- Data to use:

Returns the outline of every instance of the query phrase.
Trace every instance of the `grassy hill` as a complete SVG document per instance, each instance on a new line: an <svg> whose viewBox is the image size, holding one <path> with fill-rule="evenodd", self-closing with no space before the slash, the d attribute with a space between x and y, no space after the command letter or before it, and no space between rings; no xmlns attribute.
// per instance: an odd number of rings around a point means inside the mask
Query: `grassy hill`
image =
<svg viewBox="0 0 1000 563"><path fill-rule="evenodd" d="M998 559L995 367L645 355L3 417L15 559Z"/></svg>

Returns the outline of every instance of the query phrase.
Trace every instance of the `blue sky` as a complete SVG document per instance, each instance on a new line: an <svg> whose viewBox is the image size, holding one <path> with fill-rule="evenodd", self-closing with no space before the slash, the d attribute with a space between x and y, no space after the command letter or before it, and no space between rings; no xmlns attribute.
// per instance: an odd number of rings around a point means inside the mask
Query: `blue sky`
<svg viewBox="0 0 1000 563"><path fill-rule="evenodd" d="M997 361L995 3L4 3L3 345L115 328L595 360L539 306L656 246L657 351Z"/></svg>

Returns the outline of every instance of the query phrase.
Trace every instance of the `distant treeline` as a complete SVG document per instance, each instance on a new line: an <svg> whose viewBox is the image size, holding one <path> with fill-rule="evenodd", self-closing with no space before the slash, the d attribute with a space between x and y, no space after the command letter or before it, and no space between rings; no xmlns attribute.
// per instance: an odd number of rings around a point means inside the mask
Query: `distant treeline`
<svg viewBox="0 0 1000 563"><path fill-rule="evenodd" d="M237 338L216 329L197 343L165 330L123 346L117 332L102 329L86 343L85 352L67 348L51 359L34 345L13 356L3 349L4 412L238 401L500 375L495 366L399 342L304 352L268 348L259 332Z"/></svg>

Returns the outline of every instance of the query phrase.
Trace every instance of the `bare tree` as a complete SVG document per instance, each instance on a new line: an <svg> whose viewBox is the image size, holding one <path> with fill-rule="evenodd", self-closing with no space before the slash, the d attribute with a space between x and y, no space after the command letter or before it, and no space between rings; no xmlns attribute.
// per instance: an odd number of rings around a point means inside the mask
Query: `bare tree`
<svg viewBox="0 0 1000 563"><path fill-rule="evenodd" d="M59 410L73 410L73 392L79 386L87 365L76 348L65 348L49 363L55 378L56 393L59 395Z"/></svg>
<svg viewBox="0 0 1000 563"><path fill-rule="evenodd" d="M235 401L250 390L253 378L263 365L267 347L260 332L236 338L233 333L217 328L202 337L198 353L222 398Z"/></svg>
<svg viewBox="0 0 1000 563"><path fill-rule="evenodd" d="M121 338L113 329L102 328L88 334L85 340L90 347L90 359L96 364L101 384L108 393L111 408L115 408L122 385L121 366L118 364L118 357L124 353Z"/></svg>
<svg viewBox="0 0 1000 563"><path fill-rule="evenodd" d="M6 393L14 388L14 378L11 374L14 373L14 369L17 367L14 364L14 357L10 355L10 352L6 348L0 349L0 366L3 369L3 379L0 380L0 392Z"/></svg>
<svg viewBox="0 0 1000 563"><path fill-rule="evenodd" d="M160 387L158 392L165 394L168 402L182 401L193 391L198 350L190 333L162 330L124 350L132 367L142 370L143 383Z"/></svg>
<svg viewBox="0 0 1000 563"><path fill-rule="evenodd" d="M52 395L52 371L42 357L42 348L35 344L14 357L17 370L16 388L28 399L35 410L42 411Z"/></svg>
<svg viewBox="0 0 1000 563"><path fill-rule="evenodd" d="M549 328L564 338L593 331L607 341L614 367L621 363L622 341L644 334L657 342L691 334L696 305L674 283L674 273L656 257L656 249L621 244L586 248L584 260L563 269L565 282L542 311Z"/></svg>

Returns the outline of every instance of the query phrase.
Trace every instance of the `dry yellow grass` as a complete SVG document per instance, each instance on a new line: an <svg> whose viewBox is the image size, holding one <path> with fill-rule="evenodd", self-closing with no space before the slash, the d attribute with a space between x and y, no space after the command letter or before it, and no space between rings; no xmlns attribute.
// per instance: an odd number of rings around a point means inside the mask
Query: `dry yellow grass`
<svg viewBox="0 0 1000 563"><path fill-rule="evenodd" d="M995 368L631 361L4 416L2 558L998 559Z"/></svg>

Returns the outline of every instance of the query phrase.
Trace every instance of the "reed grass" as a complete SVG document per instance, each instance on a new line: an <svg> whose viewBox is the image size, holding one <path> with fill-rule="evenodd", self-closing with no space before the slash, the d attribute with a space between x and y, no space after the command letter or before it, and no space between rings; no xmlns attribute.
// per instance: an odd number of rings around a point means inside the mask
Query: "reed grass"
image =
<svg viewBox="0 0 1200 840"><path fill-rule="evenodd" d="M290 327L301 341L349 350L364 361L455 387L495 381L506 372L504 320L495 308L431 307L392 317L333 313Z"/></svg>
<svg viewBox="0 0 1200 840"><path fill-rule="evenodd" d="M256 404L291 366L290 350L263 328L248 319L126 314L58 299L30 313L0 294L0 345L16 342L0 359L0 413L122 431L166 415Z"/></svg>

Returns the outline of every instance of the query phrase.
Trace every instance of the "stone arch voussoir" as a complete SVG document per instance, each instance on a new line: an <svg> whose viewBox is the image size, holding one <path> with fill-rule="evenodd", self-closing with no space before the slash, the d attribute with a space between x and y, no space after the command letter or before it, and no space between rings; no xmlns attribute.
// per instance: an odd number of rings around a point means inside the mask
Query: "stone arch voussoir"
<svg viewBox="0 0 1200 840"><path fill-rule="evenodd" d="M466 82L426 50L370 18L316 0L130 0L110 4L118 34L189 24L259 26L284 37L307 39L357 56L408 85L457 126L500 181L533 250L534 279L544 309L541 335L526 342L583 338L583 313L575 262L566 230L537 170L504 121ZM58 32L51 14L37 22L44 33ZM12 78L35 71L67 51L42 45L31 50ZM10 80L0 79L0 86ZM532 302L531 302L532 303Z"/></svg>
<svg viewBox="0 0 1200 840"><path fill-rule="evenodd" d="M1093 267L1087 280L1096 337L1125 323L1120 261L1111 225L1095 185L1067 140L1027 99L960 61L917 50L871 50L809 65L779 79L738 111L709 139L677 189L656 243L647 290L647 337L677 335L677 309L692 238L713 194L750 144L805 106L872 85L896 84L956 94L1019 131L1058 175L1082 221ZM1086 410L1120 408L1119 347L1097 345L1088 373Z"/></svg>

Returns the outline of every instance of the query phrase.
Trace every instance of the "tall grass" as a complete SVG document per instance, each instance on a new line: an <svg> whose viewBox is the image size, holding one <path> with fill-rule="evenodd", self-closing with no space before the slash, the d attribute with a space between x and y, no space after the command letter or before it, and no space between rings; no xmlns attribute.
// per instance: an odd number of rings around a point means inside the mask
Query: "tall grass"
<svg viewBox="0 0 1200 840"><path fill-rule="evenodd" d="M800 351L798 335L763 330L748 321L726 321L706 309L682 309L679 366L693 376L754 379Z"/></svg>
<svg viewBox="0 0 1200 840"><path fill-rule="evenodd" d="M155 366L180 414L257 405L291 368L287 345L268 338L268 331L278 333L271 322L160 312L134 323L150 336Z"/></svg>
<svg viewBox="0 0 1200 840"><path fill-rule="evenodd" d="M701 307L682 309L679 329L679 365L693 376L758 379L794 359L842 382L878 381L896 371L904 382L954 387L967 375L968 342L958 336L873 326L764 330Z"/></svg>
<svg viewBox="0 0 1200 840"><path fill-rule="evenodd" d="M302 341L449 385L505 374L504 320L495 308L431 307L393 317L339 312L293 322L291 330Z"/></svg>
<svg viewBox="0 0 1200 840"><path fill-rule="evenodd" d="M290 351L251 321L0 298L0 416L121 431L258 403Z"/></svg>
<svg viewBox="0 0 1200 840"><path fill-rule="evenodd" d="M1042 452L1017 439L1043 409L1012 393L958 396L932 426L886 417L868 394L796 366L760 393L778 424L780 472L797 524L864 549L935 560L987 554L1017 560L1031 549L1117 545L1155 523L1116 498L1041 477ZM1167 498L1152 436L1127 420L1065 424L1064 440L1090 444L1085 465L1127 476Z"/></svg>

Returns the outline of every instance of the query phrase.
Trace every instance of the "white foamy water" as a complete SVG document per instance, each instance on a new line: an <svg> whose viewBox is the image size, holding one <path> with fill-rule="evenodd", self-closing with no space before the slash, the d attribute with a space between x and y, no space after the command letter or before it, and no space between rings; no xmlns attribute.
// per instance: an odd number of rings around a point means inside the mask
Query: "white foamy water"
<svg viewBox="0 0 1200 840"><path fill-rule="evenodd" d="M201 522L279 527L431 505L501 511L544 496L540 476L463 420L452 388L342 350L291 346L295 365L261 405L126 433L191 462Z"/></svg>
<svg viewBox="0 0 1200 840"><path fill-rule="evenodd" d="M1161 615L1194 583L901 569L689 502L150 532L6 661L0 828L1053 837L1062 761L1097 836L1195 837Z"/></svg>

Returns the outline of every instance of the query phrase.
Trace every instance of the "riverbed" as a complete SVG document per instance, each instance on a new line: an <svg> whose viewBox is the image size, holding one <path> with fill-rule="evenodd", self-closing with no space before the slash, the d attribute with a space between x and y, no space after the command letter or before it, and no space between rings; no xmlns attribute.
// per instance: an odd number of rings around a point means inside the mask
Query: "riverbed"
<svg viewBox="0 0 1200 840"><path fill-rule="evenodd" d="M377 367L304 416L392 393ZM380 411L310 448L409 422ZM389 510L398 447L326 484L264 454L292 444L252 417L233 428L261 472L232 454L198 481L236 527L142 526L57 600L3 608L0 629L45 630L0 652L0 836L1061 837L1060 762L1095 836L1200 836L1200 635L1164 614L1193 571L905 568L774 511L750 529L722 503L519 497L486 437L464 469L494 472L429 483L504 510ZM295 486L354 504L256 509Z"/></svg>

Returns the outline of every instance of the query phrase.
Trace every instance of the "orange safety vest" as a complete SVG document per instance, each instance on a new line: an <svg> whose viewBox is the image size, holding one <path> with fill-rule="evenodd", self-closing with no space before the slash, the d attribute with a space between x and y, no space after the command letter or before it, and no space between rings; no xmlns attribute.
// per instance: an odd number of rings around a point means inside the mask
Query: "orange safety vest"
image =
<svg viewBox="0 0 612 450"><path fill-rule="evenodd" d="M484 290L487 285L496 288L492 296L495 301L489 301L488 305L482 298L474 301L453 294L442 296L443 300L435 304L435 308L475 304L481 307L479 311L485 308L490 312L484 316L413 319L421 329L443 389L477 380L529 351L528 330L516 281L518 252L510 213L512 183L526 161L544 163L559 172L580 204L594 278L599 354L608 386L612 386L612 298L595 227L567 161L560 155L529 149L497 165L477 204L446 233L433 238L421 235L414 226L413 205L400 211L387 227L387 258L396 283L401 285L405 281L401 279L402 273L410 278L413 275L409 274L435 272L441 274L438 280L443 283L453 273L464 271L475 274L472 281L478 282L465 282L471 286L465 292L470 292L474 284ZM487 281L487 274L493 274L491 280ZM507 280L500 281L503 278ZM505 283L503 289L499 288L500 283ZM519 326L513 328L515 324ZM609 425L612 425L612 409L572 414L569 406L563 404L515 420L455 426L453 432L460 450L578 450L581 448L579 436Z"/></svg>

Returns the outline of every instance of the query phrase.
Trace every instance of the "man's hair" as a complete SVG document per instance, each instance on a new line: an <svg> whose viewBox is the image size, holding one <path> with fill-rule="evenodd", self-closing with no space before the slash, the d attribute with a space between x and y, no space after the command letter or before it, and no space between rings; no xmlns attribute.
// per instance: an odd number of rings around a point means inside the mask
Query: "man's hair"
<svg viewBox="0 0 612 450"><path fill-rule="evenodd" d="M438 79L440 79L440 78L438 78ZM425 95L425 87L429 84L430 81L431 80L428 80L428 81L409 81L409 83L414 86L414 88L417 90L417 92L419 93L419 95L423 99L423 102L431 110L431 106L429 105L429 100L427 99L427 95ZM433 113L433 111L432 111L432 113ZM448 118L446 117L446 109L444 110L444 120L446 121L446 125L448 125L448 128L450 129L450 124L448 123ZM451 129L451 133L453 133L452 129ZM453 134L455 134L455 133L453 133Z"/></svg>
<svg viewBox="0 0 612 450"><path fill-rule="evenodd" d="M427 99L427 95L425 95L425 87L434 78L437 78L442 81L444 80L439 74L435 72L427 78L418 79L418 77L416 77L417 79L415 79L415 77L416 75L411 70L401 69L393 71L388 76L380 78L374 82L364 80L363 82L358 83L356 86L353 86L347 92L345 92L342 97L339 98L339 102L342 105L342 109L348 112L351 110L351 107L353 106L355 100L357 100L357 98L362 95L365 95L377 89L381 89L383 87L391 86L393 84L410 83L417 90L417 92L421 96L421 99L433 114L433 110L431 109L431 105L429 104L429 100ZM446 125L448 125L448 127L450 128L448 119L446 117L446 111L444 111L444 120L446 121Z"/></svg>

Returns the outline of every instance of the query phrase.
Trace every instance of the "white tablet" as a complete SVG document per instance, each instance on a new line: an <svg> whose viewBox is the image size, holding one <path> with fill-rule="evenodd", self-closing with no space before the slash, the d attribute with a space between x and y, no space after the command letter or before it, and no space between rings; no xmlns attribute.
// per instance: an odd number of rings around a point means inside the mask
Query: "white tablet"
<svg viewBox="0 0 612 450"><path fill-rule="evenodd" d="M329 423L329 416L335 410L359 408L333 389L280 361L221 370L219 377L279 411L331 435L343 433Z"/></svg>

- Aim of the exercise:
Copy out every line of the data in which the word "orange" is found.

- The answer:
Trace every instance of the "orange safety vest" as a complete SVG document per instance, each instance on a new line: an <svg> whose viewBox is the image size, holding one <path> with fill-rule="evenodd", self-closing with no space before the slash, the d attribute with a space between x and y, no space after the command letter or before it, and no space between rings; no xmlns attribute.
Query: "orange safety vest"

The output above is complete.